▶ _Условие задания_:
Перепишите весь материал ниже, заменив «Mark a point» на «Place a point». Всё остальное оставьте без изменений.

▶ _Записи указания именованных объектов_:
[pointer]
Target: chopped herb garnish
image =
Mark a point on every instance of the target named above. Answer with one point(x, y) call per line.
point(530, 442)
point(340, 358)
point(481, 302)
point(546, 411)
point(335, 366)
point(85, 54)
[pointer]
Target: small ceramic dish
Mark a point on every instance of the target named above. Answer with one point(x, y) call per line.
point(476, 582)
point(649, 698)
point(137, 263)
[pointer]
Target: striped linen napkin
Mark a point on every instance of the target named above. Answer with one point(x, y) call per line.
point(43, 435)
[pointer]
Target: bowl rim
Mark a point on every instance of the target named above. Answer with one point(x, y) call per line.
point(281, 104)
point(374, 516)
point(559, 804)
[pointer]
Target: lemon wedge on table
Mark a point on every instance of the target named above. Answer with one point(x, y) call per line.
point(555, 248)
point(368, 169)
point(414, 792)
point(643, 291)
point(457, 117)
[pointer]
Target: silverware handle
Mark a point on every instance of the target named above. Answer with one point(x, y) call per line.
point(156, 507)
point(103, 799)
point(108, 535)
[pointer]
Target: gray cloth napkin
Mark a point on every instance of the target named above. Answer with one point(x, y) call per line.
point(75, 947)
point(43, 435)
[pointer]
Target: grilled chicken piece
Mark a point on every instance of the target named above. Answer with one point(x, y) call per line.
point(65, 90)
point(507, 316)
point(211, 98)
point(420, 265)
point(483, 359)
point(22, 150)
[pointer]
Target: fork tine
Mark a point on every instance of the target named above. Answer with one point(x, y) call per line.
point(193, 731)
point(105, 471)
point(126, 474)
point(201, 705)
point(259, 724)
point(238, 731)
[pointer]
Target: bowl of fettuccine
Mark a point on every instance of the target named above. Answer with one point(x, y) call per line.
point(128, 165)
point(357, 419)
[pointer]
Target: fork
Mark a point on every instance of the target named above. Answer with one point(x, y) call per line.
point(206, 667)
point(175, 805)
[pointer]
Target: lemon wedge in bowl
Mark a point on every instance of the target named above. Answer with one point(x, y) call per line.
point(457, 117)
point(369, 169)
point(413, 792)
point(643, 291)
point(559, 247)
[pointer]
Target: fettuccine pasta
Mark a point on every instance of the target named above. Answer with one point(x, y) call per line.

▶ _Решение задачи_:
[pointer]
Target: chopped herb garnish
image =
Place a point on every instance of the target named above. Answer with one point(x, y) call per line.
point(530, 442)
point(340, 358)
point(481, 302)
point(546, 411)
point(335, 366)
point(85, 54)
[pointer]
Target: small ceramic dish
Place a point on every instance of the target named above. Answer with one point(x, y) call per line.
point(476, 582)
point(649, 698)
point(137, 263)
[pointer]
Target: striped linen napkin
Place a point on every instance of the target named above. Answer with one point(x, y) call per line.
point(43, 435)
[pointer]
Target: bowl rim
Place a point on every instance of the target named above. Answer with one point(x, y) call per line.
point(281, 104)
point(374, 516)
point(559, 804)
[pointer]
Target: lemon wedge on table
Place a point on every instance of the target named above. Answer with one point(x, y) call per line.
point(555, 248)
point(368, 169)
point(414, 792)
point(643, 291)
point(457, 117)
[pointer]
Target: silverware handle
Place a point on every instance of the target named above. Answer with one point(x, y) call per line.
point(156, 507)
point(103, 799)
point(108, 535)
[pointer]
Target: gray cloth napkin
Place a point on every instance of the target named above. Answer with one point(x, y) call per line.
point(75, 947)
point(43, 435)
[pointer]
Target: grilled chicken piece
Place a point on every instance of the target named above. Answer with one point(x, y) call per line.
point(65, 90)
point(507, 316)
point(211, 98)
point(420, 265)
point(483, 359)
point(22, 150)
[pointer]
Target: fork tine
Place a point on every instance of the target named above. Answer with one point(x, y) call per line.
point(193, 731)
point(105, 471)
point(126, 474)
point(201, 705)
point(259, 724)
point(238, 731)
[pointer]
Target: bowl of fettuccine
Place a point on every instance of the target named above. Answer with one point(x, y) call per line.
point(128, 165)
point(357, 419)
[pointer]
Target: fork
Place a point on every instance of the target named above. Answer with one point(x, y) call per line.
point(206, 667)
point(175, 805)
[pointer]
Target: lemon wedge in bowl
Place a point on every instance of the target named above. Answer with one point(x, y) call per line.
point(457, 117)
point(369, 169)
point(413, 792)
point(643, 291)
point(559, 247)
[pointer]
Target: fettuccine pasta
Place a point on every instance of the target named above. Answer with one point(x, y) call per line.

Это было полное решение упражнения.